EXCERPTED TEXT –
- - - - -

Made the changes in my earlier post...


----------



## PlayingInDirt (Aug 2, 2017)

Found this on Facebook, from 1930. My goal for next year.


----------



## anniew (Dec 12, 2002)

Would love to see that from the Farmers Guide, but it will take half the day to load...give a summary, please.


----------



## TerriLynn (Oct 10, 2009)

anniew said:


> Would love to see that from the Farmers Guide, but it will take half the day to load...give a summary, please.


According to the Ohio Agricultural Canning Extension Service, a normal canning budget for 5 people for winter and spring months includes 48 quarts of greens, to be served twice a week, 90 quarts of other vegetables to be served 3 times a week, 80 quarts of tomatoes to be served twice a week, and 245 quarts of fruits to be served once a day.


----------



## arnie (Apr 26, 2012)

one of the great things with canning is foods can last for several years , this year your tomatoes may do great so you can enough to last a few years , next year may be a flood so none . your pig may make it to slaughter or not ,even the deer hunters manage to zero out sometimes ; so my advice is get all you can, and can all you can .i'v even had to sell my beef calf to cover other bills ; but with the freezer n canned it was not a hardship , hoppeing you good luck on the farm


----------



## arnie (Apr 26, 2012)

look into your local bargan finder sale paper , in my area there are always adds for used jars in the farmers market section often $3 a dozen .I found a pickup load of good clean pint n quart jars from a lady that with age had gave up canning ,along with Ebay where I found lids n rings from some one who used new jars for candles n crafts but not the lids . this holds down cost .


----------



## PlayingInDirt (Aug 2, 2017)

Also, only thing you can jar in half gallons is fruit juice, which really isn't that nutritious. Half gallons are really handy for canisters/ storage and making fermented pickles. 

I find I gravitate toward certain sizes for certain things. I like the wide mouth pint for pickles, wide mouth quart for stewed tomatoes, and the small mouth quart for tomato sauce.

- - - - -

ENTRIES PROVIDED –

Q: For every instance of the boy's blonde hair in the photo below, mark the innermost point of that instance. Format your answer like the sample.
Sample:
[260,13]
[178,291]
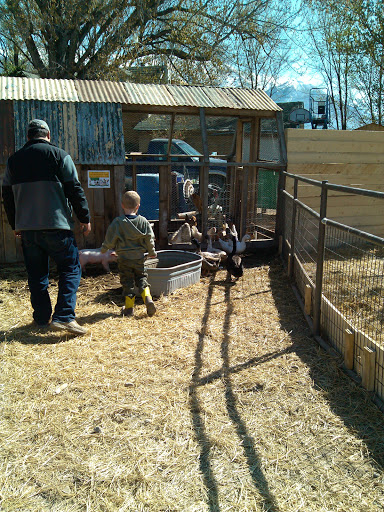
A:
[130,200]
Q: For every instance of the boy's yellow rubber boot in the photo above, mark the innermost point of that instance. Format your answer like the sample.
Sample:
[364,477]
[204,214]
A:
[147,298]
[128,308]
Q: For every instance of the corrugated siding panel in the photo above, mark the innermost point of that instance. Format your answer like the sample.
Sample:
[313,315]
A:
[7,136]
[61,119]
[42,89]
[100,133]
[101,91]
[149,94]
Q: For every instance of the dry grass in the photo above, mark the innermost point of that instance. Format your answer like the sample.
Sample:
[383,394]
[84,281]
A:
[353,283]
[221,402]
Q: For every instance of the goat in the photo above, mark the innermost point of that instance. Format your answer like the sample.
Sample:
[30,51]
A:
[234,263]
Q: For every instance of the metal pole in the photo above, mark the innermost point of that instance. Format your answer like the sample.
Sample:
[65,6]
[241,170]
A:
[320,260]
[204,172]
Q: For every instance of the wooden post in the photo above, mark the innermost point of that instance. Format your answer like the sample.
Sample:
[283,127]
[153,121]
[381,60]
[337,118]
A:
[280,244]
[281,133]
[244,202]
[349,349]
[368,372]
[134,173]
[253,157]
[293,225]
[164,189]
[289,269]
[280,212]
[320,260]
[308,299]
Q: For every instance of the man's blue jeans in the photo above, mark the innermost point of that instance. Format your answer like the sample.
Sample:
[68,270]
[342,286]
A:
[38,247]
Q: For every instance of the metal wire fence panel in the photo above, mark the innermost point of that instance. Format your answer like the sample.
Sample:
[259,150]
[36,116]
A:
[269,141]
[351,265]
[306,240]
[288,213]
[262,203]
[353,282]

- - - - -

WHAT YOU WILL DO –
- 1) In the canning thread, how many quarts of tomatoes does the Ohio Agricultural Canning Extension Service budget for five people over the winter and spring months?
- 2) Carry on the canning thread, picking up after its final post.

TASK-BY-TASK RESULTS –
- 1) 80 quarts.

- 2)
I have a bunch of the unusual half pints for jelly, which I bought when I first got into canning, but I like the standard jelly jar the best.

I will never buy the colored ones, I do not get that fad at all. 

And the standard small mouth pint ones are useful for my morning to go coffee. With a classico spaghetti jar lid (didn't can last year, had to buy some), but the 2 piece works good too.


----------



## TerriLynn (Oct 10, 2009)

PlayingInDirt said:


> Also, only thing you can jar in half gallons is fruit juice, which really isn't that nutritious. Half gallons are really handy for canisters/ storage and making fermented pickles.


I can homemade chicken broth in my 2 quart jars. I can fit 4 of them in my pressure canner. I have also canned a whole turkey leg in a 2 quart jar, no added broth, just the leg. It worked out fine..don't think I would do it that way again..I would rather cook it first, take the meat off the bone and then can it, but only for convenience. It sure is nice to do the work on the front end of the canning process then when you need the contents to just open up a jar and use it.


----------



## PlayingInDirt (Aug 2, 2017)

I'm just going by National Center for Home Food Preservation guidelines. But some are a little unreasonable so take it with a grain of salt.


----------



## ladytoysdream (Dec 13, 2008)

When my kids were young, I had roughly 1000 jars. My goal was to fill about 600
for the new year. I also had 2 freezers running, one chest, one upright.


----------



## longrider (Jun 16, 2005)

Thanks folks, I find the experiences of other to be very valuable.


----------



## lmrose (Sep 24, 2009)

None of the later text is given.